**What the task requires**
In the records below, find the line with "target: rusted steel arch" and the line with "Outline every instance of the rusted". Print both exactly, along with every line between them, and no other line.
- - - - -
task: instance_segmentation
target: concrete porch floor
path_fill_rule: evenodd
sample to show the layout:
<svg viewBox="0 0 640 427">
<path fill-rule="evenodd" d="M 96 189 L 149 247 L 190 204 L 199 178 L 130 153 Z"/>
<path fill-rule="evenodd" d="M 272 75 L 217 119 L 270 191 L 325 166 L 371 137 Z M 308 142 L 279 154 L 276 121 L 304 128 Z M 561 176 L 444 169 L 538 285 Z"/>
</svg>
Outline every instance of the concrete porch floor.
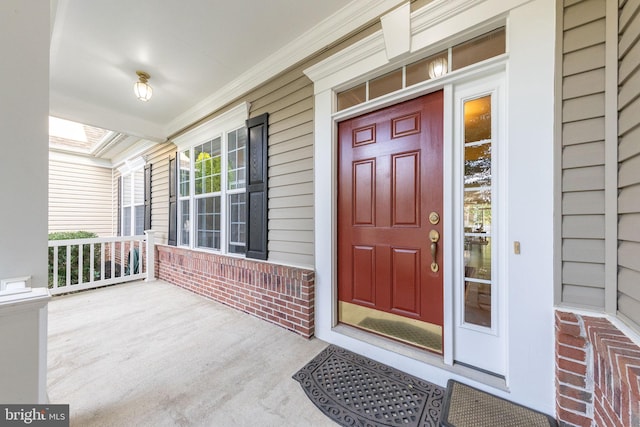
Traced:
<svg viewBox="0 0 640 427">
<path fill-rule="evenodd" d="M 166 282 L 55 297 L 48 345 L 72 426 L 335 426 L 291 378 L 326 343 Z"/>
</svg>

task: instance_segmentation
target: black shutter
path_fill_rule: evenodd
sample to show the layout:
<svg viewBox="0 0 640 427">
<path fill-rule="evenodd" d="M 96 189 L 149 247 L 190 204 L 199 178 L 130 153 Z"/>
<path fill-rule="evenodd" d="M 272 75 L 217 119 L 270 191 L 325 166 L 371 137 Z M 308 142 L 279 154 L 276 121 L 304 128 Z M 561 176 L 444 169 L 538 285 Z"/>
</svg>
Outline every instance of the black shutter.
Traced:
<svg viewBox="0 0 640 427">
<path fill-rule="evenodd" d="M 118 224 L 118 231 L 116 232 L 116 236 L 122 235 L 122 177 L 118 177 L 118 220 L 116 221 Z"/>
<path fill-rule="evenodd" d="M 169 158 L 169 238 L 167 243 L 171 246 L 178 244 L 177 158 L 178 153 Z"/>
<path fill-rule="evenodd" d="M 144 229 L 151 230 L 151 164 L 144 167 Z"/>
<path fill-rule="evenodd" d="M 267 259 L 269 114 L 247 120 L 247 258 Z"/>
</svg>

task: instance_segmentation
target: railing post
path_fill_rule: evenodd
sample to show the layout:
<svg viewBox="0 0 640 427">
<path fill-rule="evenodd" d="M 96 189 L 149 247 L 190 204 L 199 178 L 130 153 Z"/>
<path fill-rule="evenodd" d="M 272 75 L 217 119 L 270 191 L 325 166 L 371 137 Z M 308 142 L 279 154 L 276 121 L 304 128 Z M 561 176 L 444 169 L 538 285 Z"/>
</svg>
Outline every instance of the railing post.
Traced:
<svg viewBox="0 0 640 427">
<path fill-rule="evenodd" d="M 155 231 L 145 230 L 147 235 L 147 278 L 145 282 L 156 280 L 156 242 Z"/>
</svg>

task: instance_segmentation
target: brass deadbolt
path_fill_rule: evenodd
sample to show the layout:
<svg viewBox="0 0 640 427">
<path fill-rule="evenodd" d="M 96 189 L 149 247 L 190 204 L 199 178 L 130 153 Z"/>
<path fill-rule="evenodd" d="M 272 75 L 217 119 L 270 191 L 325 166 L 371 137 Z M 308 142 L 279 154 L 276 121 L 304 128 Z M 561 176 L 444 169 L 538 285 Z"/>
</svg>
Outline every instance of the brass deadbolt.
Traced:
<svg viewBox="0 0 640 427">
<path fill-rule="evenodd" d="M 436 225 L 440 222 L 440 215 L 437 212 L 431 212 L 429 214 L 429 222 L 433 225 Z"/>
</svg>

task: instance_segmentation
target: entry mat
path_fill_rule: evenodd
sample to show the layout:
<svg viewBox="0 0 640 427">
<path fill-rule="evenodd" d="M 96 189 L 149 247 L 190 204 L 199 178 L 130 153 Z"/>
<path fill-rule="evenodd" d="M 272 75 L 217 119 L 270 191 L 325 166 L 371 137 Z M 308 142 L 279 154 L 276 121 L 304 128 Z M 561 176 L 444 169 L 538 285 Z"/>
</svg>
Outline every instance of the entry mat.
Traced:
<svg viewBox="0 0 640 427">
<path fill-rule="evenodd" d="M 438 426 L 445 390 L 330 345 L 300 369 L 309 399 L 342 426 Z"/>
<path fill-rule="evenodd" d="M 556 427 L 552 417 L 449 380 L 442 427 Z"/>
</svg>

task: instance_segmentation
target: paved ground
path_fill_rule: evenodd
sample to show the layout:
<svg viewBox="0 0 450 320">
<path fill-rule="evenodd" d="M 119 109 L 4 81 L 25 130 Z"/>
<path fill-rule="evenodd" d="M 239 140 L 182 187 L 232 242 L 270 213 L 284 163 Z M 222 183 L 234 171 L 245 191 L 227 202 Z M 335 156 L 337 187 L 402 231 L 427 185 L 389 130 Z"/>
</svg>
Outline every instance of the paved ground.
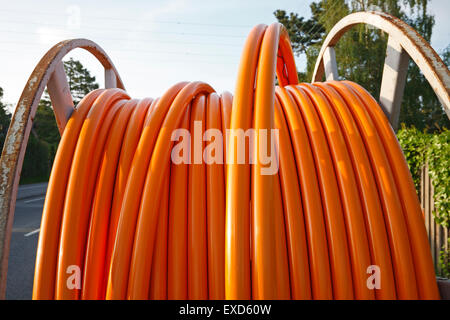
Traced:
<svg viewBox="0 0 450 320">
<path fill-rule="evenodd" d="M 46 189 L 47 183 L 19 187 L 9 253 L 6 299 L 31 299 Z"/>
</svg>

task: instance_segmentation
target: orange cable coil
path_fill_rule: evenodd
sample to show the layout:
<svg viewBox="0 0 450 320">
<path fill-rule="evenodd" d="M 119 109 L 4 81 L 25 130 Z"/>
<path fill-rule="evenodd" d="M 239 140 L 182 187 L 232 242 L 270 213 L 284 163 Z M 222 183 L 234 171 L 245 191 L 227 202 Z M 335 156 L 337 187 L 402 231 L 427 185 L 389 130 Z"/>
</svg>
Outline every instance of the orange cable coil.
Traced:
<svg viewBox="0 0 450 320">
<path fill-rule="evenodd" d="M 219 143 L 214 157 L 225 164 L 172 162 L 179 128 L 192 140 L 206 129 L 223 133 L 183 156 Z M 231 161 L 238 150 L 226 148 L 227 129 L 249 128 L 255 143 L 245 156 L 255 163 Z M 278 143 L 266 142 L 279 170 L 265 175 L 259 130 L 274 128 Z M 367 286 L 371 265 L 381 270 L 376 290 Z M 70 266 L 80 268 L 80 288 L 67 285 Z M 99 89 L 67 123 L 33 299 L 438 298 L 420 205 L 389 122 L 355 83 L 299 84 L 278 23 L 248 36 L 234 98 L 202 82 L 178 83 L 159 99 Z"/>
</svg>

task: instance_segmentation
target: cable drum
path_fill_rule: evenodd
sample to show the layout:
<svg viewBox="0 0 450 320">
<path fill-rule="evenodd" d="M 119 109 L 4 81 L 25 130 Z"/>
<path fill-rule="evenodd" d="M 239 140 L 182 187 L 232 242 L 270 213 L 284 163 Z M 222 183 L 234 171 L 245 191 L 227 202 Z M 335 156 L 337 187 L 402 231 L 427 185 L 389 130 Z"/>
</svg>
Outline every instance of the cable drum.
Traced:
<svg viewBox="0 0 450 320">
<path fill-rule="evenodd" d="M 250 32 L 234 97 L 84 97 L 40 230 L 34 299 L 439 298 L 381 108 L 349 81 L 299 84 L 278 23 Z"/>
</svg>

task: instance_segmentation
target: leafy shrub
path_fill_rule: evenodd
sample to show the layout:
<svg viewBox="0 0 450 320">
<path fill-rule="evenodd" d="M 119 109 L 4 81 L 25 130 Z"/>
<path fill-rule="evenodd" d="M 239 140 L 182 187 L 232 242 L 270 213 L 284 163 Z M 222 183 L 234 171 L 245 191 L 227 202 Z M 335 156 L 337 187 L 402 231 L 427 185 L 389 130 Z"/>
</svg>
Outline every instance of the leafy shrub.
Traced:
<svg viewBox="0 0 450 320">
<path fill-rule="evenodd" d="M 417 190 L 420 190 L 421 168 L 428 164 L 434 188 L 433 212 L 435 221 L 444 228 L 450 227 L 450 131 L 430 134 L 414 127 L 402 128 L 397 133 Z M 446 239 L 450 247 L 450 238 Z M 442 248 L 439 257 L 443 275 L 450 277 L 450 252 Z"/>
</svg>

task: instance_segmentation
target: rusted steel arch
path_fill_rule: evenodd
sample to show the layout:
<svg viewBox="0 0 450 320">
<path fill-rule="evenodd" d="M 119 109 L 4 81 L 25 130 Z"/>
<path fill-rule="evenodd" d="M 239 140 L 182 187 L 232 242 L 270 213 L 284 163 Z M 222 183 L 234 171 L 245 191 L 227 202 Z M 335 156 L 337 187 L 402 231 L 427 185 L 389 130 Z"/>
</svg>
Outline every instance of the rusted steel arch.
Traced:
<svg viewBox="0 0 450 320">
<path fill-rule="evenodd" d="M 5 298 L 9 245 L 17 190 L 36 109 L 48 87 L 60 133 L 74 105 L 62 64 L 64 56 L 76 48 L 94 55 L 105 68 L 105 87 L 124 89 L 114 64 L 103 49 L 87 39 L 61 41 L 51 48 L 31 73 L 11 119 L 0 159 L 0 299 Z"/>
<path fill-rule="evenodd" d="M 408 56 L 422 71 L 450 118 L 450 72 L 447 66 L 416 30 L 383 12 L 356 12 L 342 18 L 325 38 L 316 60 L 312 81 L 322 81 L 324 73 L 327 80 L 338 80 L 334 46 L 350 28 L 361 23 L 374 26 L 389 35 L 380 104 L 388 113 L 391 125 L 395 127 L 398 121 Z"/>
</svg>

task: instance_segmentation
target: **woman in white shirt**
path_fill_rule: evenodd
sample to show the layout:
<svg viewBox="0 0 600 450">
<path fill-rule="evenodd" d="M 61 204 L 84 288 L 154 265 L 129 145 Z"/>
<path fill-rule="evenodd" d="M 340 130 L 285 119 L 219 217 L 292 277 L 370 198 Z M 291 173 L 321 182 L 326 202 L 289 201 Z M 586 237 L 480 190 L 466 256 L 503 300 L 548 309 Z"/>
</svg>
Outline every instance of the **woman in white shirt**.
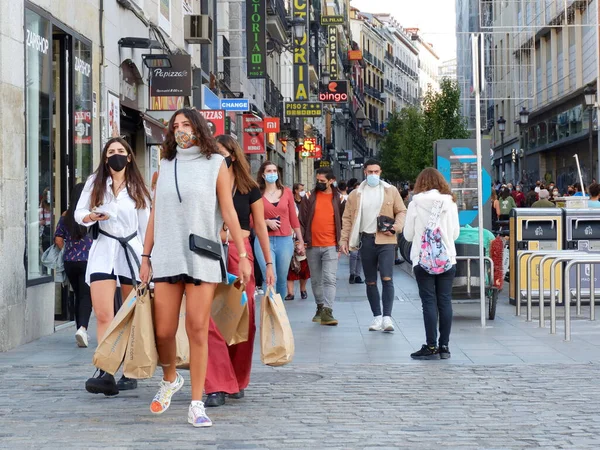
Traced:
<svg viewBox="0 0 600 450">
<path fill-rule="evenodd" d="M 139 280 L 149 216 L 150 194 L 131 147 L 122 138 L 112 138 L 104 146 L 100 165 L 85 183 L 75 210 L 77 223 L 86 227 L 98 224 L 85 274 L 96 314 L 98 342 L 114 318 L 117 285 L 125 299 L 133 289 L 133 279 Z M 116 383 L 113 375 L 101 370 L 98 377 L 87 380 L 85 387 L 88 392 L 108 396 L 135 389 L 137 382 L 123 376 Z"/>
<path fill-rule="evenodd" d="M 451 268 L 443 273 L 432 275 L 419 265 L 421 237 L 425 232 L 434 206 L 440 206 L 441 212 L 437 221 L 442 242 L 447 250 Z M 452 327 L 452 283 L 456 273 L 456 248 L 454 241 L 460 233 L 458 207 L 450 191 L 450 186 L 443 175 L 428 167 L 417 177 L 414 195 L 408 205 L 404 237 L 412 241 L 410 258 L 419 286 L 419 296 L 423 305 L 423 321 L 427 343 L 421 350 L 413 353 L 413 359 L 448 359 L 450 358 L 450 329 Z M 439 317 L 439 346 L 437 327 Z"/>
</svg>

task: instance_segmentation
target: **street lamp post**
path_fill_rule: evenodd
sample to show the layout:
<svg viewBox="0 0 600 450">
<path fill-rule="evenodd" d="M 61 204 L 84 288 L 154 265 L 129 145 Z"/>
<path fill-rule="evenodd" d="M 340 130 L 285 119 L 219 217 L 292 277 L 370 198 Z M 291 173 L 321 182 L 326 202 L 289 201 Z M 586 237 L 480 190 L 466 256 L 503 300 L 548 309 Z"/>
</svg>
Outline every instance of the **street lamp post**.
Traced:
<svg viewBox="0 0 600 450">
<path fill-rule="evenodd" d="M 519 126 L 520 133 L 523 138 L 523 172 L 525 172 L 525 177 L 521 176 L 521 178 L 527 177 L 527 124 L 529 123 L 529 111 L 527 108 L 523 106 L 521 108 L 521 112 L 519 112 Z"/>
<path fill-rule="evenodd" d="M 585 105 L 588 108 L 590 123 L 589 123 L 589 147 L 590 147 L 590 179 L 589 183 L 594 178 L 594 106 L 596 105 L 596 88 L 593 86 L 586 86 L 583 90 L 585 96 Z"/>
<path fill-rule="evenodd" d="M 498 131 L 500 131 L 500 154 L 504 155 L 504 132 L 506 131 L 506 119 L 502 116 L 496 121 L 498 123 Z M 515 164 L 512 165 L 513 183 L 515 181 Z"/>
</svg>

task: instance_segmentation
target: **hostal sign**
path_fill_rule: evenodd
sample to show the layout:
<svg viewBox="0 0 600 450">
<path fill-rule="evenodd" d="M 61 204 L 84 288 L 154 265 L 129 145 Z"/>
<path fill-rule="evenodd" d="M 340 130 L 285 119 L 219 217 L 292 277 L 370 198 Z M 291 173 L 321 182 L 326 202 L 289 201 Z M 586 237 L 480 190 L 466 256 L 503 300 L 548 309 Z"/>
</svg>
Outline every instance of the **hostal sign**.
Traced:
<svg viewBox="0 0 600 450">
<path fill-rule="evenodd" d="M 337 80 L 339 78 L 337 27 L 327 27 L 327 28 L 328 28 L 327 63 L 329 65 L 329 77 L 332 80 Z"/>
<path fill-rule="evenodd" d="M 266 0 L 246 1 L 246 45 L 248 78 L 267 75 L 267 5 Z"/>
<path fill-rule="evenodd" d="M 302 36 L 294 41 L 294 100 L 307 101 L 308 77 L 308 0 L 294 0 L 294 19 L 304 21 Z"/>
<path fill-rule="evenodd" d="M 348 82 L 332 81 L 328 85 L 321 85 L 319 100 L 323 103 L 344 103 L 348 101 Z"/>
</svg>

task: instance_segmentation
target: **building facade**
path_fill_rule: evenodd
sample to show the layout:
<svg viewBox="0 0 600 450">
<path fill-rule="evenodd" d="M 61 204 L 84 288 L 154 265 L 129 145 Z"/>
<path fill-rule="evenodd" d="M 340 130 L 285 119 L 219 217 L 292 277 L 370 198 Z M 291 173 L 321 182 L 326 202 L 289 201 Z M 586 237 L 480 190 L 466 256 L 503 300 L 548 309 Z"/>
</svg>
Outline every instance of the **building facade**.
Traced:
<svg viewBox="0 0 600 450">
<path fill-rule="evenodd" d="M 509 30 L 494 34 L 494 81 L 502 89 L 494 93 L 494 108 L 506 120 L 504 146 L 494 130 L 497 174 L 508 179 L 514 170 L 515 181 L 526 185 L 552 180 L 561 192 L 578 180 L 574 154 L 584 183 L 597 177 L 598 168 L 596 109 L 586 106 L 584 96 L 598 77 L 598 2 L 564 5 L 494 2 L 492 11 L 494 25 Z M 523 108 L 526 126 L 520 124 Z"/>
</svg>

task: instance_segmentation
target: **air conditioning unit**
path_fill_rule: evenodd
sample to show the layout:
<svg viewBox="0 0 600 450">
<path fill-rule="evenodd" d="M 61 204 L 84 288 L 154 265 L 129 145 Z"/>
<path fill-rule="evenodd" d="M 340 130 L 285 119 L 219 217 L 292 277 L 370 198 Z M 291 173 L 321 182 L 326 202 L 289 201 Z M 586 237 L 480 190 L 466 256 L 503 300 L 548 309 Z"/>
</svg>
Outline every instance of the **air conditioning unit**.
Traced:
<svg viewBox="0 0 600 450">
<path fill-rule="evenodd" d="M 183 33 L 185 41 L 189 44 L 212 44 L 212 18 L 206 14 L 184 16 Z"/>
</svg>

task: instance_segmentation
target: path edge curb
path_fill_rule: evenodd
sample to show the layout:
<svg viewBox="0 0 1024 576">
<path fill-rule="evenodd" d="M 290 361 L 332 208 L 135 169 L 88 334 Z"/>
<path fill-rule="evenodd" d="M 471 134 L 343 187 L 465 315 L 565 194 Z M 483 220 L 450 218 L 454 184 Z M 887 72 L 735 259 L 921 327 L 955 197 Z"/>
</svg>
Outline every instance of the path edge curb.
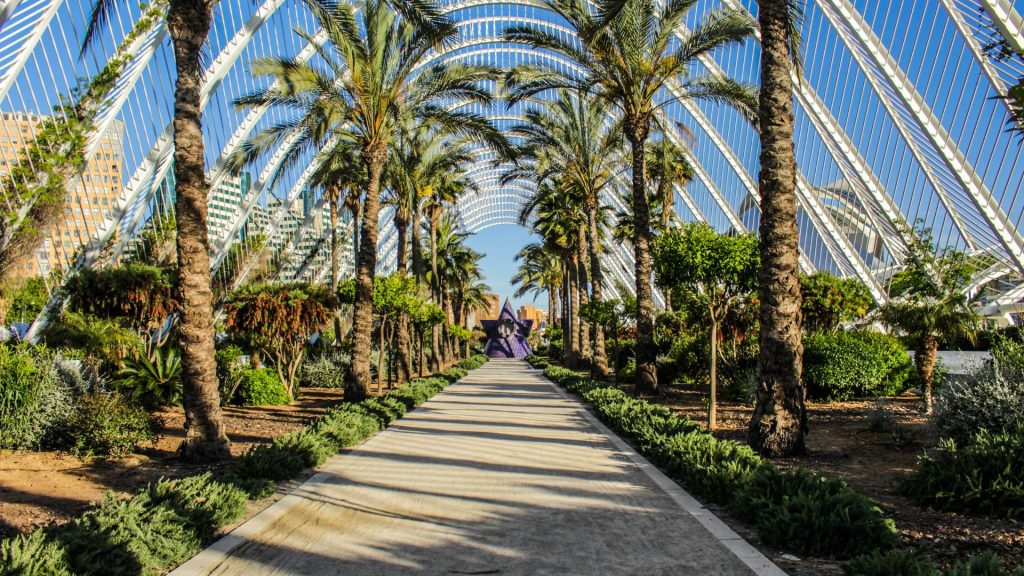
- - - - -
**Answer space**
target: rusted steel arch
path_fill_rule: evenodd
sample to show the layout:
<svg viewBox="0 0 450 320">
<path fill-rule="evenodd" d="M 119 109 L 4 81 L 25 130 Z"/>
<path fill-rule="evenodd" d="M 239 140 L 182 187 L 232 242 L 270 213 L 284 163 Z M 222 183 L 234 171 L 245 191 L 227 202 Z M 335 156 L 337 187 L 402 231 L 427 185 L 389 130 Z"/>
</svg>
Outline every instance of the rusted steel arch.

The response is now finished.